## Exercise goal
Please write out every one of the rows below word for word, leaving the pictures out.
— BEGIN Records for the exercise —
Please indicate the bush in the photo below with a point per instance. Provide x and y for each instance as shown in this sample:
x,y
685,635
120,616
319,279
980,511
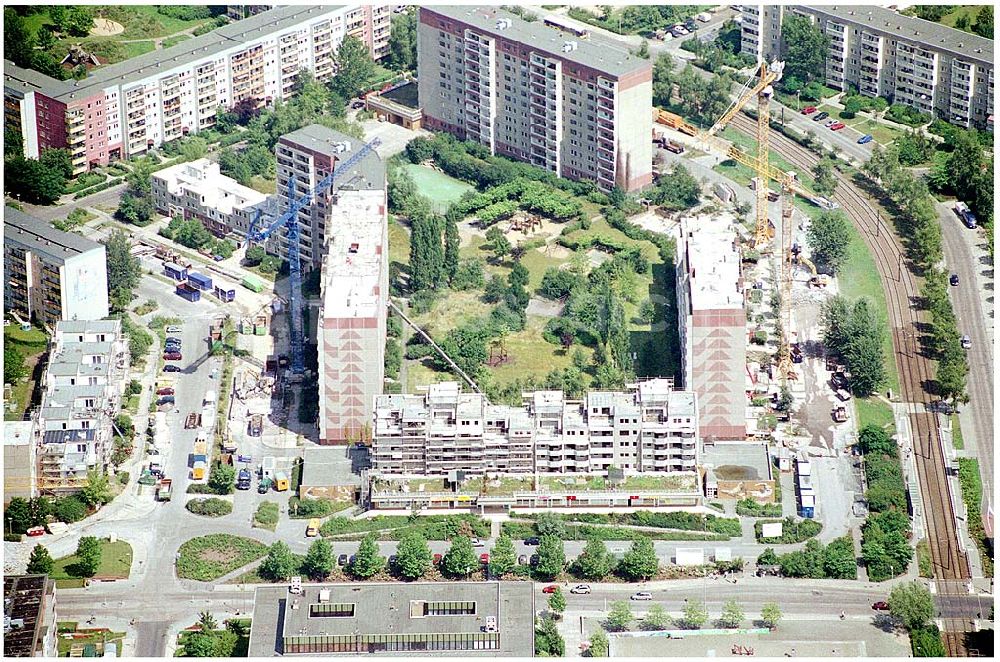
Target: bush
x,y
211,507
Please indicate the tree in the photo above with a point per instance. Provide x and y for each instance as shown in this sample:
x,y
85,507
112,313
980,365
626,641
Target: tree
x,y
557,603
97,491
497,242
221,479
503,558
599,644
732,614
911,603
825,182
279,564
88,555
656,618
804,47
594,562
413,555
770,615
695,615
460,559
318,563
354,66
40,562
367,562
551,557
829,236
640,562
403,42
620,616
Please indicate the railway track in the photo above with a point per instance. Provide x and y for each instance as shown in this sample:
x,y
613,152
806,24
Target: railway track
x,y
901,289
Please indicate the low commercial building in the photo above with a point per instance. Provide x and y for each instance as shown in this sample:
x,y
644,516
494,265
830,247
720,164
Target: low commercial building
x,y
51,275
198,190
88,368
460,619
19,460
712,322
29,610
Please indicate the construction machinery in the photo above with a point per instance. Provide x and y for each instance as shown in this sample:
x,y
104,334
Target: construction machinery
x,y
289,220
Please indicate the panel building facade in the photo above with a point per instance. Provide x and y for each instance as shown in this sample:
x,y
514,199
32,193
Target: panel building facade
x,y
569,102
922,64
51,275
128,108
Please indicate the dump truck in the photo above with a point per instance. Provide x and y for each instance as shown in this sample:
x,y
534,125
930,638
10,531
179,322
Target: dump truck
x,y
163,490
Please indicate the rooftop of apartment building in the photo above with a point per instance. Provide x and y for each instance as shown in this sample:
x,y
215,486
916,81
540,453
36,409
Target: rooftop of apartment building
x,y
932,35
41,238
394,609
713,261
595,51
191,50
24,599
366,174
217,191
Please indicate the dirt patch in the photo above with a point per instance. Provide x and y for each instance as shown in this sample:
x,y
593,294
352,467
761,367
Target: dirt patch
x,y
106,28
218,555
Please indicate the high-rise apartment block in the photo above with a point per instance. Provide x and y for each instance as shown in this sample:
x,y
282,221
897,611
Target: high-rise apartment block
x,y
935,69
712,322
562,99
128,108
51,275
650,428
88,365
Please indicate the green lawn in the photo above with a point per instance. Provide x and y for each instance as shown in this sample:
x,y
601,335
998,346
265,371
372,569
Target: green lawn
x,y
116,563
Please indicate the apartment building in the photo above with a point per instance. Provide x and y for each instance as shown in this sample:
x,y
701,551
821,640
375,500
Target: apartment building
x,y
650,428
199,190
128,108
51,275
88,366
712,322
935,69
573,103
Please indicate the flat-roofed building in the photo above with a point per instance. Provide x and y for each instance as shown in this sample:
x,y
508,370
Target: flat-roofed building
x,y
712,322
938,70
51,275
535,91
460,619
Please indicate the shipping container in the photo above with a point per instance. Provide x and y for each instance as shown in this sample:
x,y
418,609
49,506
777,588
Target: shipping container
x,y
203,283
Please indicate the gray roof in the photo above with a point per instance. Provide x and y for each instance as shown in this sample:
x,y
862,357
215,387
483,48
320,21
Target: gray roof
x,y
195,49
39,237
385,609
598,52
367,173
933,35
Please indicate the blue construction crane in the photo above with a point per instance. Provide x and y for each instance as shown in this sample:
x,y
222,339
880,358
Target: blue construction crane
x,y
290,220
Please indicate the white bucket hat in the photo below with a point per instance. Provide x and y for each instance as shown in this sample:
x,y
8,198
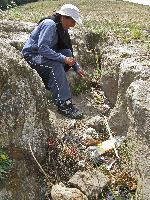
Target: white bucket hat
x,y
71,11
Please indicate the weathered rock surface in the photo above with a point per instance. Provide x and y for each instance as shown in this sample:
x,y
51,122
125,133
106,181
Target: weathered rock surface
x,y
24,119
126,82
90,183
60,192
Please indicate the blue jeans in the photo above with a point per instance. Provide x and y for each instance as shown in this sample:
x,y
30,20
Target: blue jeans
x,y
53,75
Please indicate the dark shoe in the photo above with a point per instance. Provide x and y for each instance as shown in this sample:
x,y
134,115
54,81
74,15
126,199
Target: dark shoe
x,y
69,110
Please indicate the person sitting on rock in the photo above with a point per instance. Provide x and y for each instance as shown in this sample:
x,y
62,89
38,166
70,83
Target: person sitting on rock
x,y
49,51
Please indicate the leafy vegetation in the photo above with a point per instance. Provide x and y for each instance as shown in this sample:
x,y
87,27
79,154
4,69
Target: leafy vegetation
x,y
5,164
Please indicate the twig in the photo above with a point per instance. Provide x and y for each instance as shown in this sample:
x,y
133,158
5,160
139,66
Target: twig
x,y
111,136
38,163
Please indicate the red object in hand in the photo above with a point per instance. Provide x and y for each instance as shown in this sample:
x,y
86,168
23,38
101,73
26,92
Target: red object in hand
x,y
52,144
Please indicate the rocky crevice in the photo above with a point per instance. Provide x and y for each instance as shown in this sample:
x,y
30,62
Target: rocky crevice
x,y
125,81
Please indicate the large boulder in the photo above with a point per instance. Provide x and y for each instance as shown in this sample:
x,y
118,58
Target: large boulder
x,y
129,94
24,119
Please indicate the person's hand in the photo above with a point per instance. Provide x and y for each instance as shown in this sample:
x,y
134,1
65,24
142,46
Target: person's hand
x,y
69,61
81,73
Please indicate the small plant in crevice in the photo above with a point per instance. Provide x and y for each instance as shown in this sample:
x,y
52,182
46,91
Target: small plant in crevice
x,y
5,164
80,86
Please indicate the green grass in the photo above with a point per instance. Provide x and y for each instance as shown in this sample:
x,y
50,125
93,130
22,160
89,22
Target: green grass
x,y
127,20
5,164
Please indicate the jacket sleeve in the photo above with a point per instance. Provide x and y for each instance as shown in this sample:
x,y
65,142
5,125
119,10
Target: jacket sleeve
x,y
46,40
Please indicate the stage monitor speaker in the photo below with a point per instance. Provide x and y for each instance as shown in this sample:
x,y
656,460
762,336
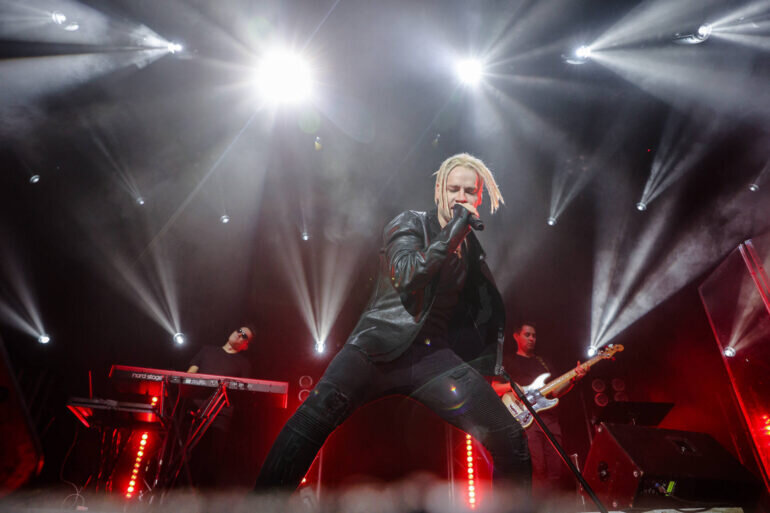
— END Records for the exercise —
## Solved problem
Please indicate the bush in the photo below with a point per instance. Provide x and y for each instance as shown in this sample:
x,y
685,635
120,616
319,279
980,511
Target: bush
x,y
211,507
Please indicate the tree in the photo above with a point per instance. Provide x and y for each instance as shown in this sample:
x,y
85,507
112,313
980,365
626,641
Target: tree
x,y
557,603
97,491
497,242
221,479
503,558
599,644
732,614
911,603
825,182
279,564
88,555
656,618
804,47
594,562
413,555
770,615
695,615
460,559
318,563
354,66
40,562
367,562
551,557
829,236
640,562
403,42
620,616
Please indicate the railway track in the photo above with a point per instance. Provide x and y for each instance as shown in this sample:
x,y
613,152
806,24
Target: railway track
x,y
901,289
Please indicate the low commercial building in the photo above with a point per instance. Provide x and y for each instance as shown in this sample:
x,y
644,516
494,265
830,247
720,164
Target: low commercial building
x,y
51,275
198,190
88,368
460,619
19,460
712,322
29,610
Please indicate the construction machinery in the photo above with a point per instance. Provide x and y for each instance as shown in this sample:
x,y
104,334
Target: construction machinery
x,y
289,220
Please indicate the panel building facade in the photo above with a point per instance. Provide x and y for each instance as shown in this sample:
x,y
514,199
32,193
Target: panel building facade
x,y
569,102
922,64
51,275
128,108
Please indicate the dump truck in the photo above with a point per instance. Provide x and y for each instance as shown in this sample:
x,y
534,125
930,638
10,531
179,322
Target: dump truck
x,y
163,490
Please indicate the rooftop of apartment building in the photo above with a point per instance. Provide x and y for each instance as shown in this sample:
x,y
215,486
916,81
540,453
36,409
Target: rooftop of apartment building
x,y
932,35
41,238
394,609
713,261
595,51
191,50
24,599
366,174
217,191
Please indicate the dirt patch in the photo above with a point per instance. Provide x and y for each instance as shown in this sample:
x,y
593,294
352,467
761,367
Target: dirt patch
x,y
106,28
218,555
Please indicate the high-rise apartment block in the photo above with a point per instance. Provide x and y for each instance as shown in this sample:
x,y
282,221
897,611
Target: high-rise apartment block
x,y
935,69
712,322
562,99
128,108
51,275
650,428
88,365
Please indicate the green lawn in the photo above with a point per instance. Provide x and y for each instance as shown in this sample:
x,y
601,335
998,346
265,371
372,569
Target: green lawn
x,y
116,563
Please indicate the apartment building in the photo above with a point per instance. Provide x and y for each instance as shown in this sample:
x,y
701,551
821,640
375,500
Target: apartment building
x,y
650,428
199,190
128,108
51,275
88,366
712,322
935,69
573,103
Please indicate the flat-roofed building in the photo above with a point per instance. Provide x and y for each instance as shown in this sample:
x,y
508,370
Target: flat-roofed building
x,y
712,322
938,70
51,275
535,91
460,619
Please indicate the shipping container in the photo above with a point per instance. Provide x and y for each instance as shown in this sample:
x,y
418,609
49,506
777,588
Target: shipping container
x,y
203,283
Please indicate the gray roof in the photo above with a point per instance. Provide x and y for each instance as shown in this sample:
x,y
862,357
215,387
483,48
320,21
Target: gray roof
x,y
195,49
39,237
385,609
598,52
367,173
933,35
Please indicate the blue construction crane in the photo above with a point per instance. Provide x and y for each instance as shown in this sample:
x,y
222,339
880,358
Target: blue construction crane
x,y
290,220
Please indicate the white bucket hat in the photo below with a point per instance. Provide x and y for each instance as shown in this sample:
x,y
8,198
Target: white bucket hat
x,y
71,11
Please indicate the weathered rock surface in the photo above with a point per instance. Provide x and y for each instance as shown in this sample:
x,y
51,122
125,133
106,181
Target: weathered rock surface
x,y
24,119
126,82
90,183
60,192
Please indicate the blue jeans in the photo above with a point per instance. Provide x and y for each instance as shown in this sample:
x,y
30,20
Target: blue jeans
x,y
53,75
Please indicate the dark shoe in the photo above with a point per instance. Provide x and y for each instance as shown in this sample:
x,y
134,115
54,81
74,15
126,199
Target: dark shoe
x,y
69,110
Please indicate the person sitting on rock in the photo above with a point per instance. Provide x and y for each instance as shown in this sample:
x,y
62,89
38,166
70,83
Target: person sitting on rock
x,y
49,51
Please indicate the leafy vegetation in the photo above with a point per instance. Provide x and y for each instance as shown in this sample:
x,y
87,27
79,154
4,69
Target: leafy vegetation
x,y
5,164
Please indicate the twig in the photo above with a point per instance. Provide x and y for each instance as shown in this sample:
x,y
133,158
5,160
139,66
Target: twig
x,y
111,136
38,163
Please indicate the red object in hand in the photo above with a point per instance. Provide x and y for each instance as shown in this sample:
x,y
86,168
23,38
101,73
26,92
Target: red object in hand
x,y
52,144
Please indicate the rocky crevice in the photo above with a point per instance. Provide x and y for each instance as shown in this sample:
x,y
30,62
Target: rocky crevice
x,y
125,81
Please indicate the large boulder in the photo above with a point per instance. Provide x and y for each instance as shown in this sample:
x,y
118,58
Target: large boulder
x,y
129,94
24,119
Please indicate the person's hand in the photo above with a point per instance. Provide x and y for each instance as shown in this sample:
x,y
134,1
65,24
142,46
Target: person's hand
x,y
69,61
81,73
Please indicate the small plant in crevice in the photo above with a point per instance. Provide x and y for each instance as shown in this sample:
x,y
52,182
46,91
Target: small plant in crevice
x,y
5,164
80,86
Please indicate the green grass in the photo above with a point per instance. Provide x and y for each instance as shown in this sample:
x,y
50,125
93,130
22,160
89,22
Target: green grass
x,y
127,20
5,164
Please indicate the jacket sleeve in the photo above with a point per instance. Provide x and y for each instance as shown in this sample:
x,y
65,142
5,125
119,10
Target: jacket sleeve
x,y
46,40
Please indicate the stage monitor speaker in the photo below with a point per instance. Provide x and y for each instance as shown in this sample:
x,y
656,460
762,336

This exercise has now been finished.